» SET OF TASKS:
**a)** Using the post on learning a new research position, say whether each statement agrees with the post: (i) the writer spent this summer in India and the Philippines; (ii) the writer finds the work environment less social than any before; (iii) the team works in separate offices. Answer yes or no for each, and quote the deciding words.
**b)** Duplicate the part of the post from "I have to admit" up to and including "work as well.".

» QUOTED TEXT:
☆ ☆ ☆
Process, research ideas, and learning my way around new fields

Of the many things I’m learning in my new position is just how one individual has so many projects going at once. Rohini, and others like her with large development-oriented field projects, has a veritable army of students, RAs, research managers, field managers, enumerators, and post-docs to keep a million different parts moving. This translates into several big things for me. The first is that the work environment is much more social than any one I’ve ever been in.

I have to admit that being in India and the Philippines this summer has been a bit like being at summer camp. We all work in a big room together. We’re living in the same guesthouses and hotels. We’re mostly each other’s only friends, so there’s lots of time together. Thus far, there’s been a little bit of mentoring, lots of “how do I do this in Stata?” talk, lots of research talk exchange, and a whole lot (at least for me) of beginning to understand the process of both how this organization works and how others like it might work as well.
☆ ☆ ☆
» DATASET EXTRACT:

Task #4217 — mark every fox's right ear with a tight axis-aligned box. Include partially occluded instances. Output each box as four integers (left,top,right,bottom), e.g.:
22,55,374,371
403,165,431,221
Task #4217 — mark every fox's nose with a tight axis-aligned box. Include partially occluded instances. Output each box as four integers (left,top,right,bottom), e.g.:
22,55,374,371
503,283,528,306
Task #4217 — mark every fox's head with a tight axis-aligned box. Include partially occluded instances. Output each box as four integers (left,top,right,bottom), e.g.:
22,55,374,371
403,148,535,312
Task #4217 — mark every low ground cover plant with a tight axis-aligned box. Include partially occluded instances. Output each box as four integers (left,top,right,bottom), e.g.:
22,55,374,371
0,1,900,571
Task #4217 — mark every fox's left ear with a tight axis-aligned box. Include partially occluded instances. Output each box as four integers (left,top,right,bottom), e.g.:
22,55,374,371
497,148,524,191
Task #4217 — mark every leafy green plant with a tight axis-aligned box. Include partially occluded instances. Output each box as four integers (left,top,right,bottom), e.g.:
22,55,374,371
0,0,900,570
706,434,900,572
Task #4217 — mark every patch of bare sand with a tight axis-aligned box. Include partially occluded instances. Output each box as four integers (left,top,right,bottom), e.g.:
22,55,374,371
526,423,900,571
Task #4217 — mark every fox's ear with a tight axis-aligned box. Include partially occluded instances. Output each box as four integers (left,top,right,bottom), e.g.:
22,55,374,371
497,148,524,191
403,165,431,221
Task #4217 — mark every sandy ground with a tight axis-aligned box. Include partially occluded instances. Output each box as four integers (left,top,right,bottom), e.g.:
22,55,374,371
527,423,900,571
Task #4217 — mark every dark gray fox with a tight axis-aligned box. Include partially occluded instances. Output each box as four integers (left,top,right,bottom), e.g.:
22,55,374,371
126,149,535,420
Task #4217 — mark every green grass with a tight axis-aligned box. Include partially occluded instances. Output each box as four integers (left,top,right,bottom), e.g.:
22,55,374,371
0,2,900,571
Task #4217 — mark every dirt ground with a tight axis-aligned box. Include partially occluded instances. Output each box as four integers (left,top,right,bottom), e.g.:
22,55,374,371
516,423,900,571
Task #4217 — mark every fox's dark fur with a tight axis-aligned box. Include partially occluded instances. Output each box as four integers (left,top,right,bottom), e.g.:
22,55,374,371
☆ ☆ ☆
» RESPONSES IN ORDER:
**a)**
(i) Yes: "being in India and the Philippines this summer"
(ii) No: "the work environment is much more social than any one I’ve ever been in"
(iii) No: "We all work in a big room together."

**b)**
I have to admit that being in India and the Philippines this summer has been a bit like being at summer camp. We all work in a big room together. We’re living in the same guesthouses and hotels. We’re mostly each other’s only friends, so there’s lots of time together. Thus far, there’s been a little bit of mentoring, lots of “how do I do this in Stata?” talk, lots of research talk exchange, and a whole lot (at least for me) of beginning to understand the process of both how this organization works and how others like it might work as well.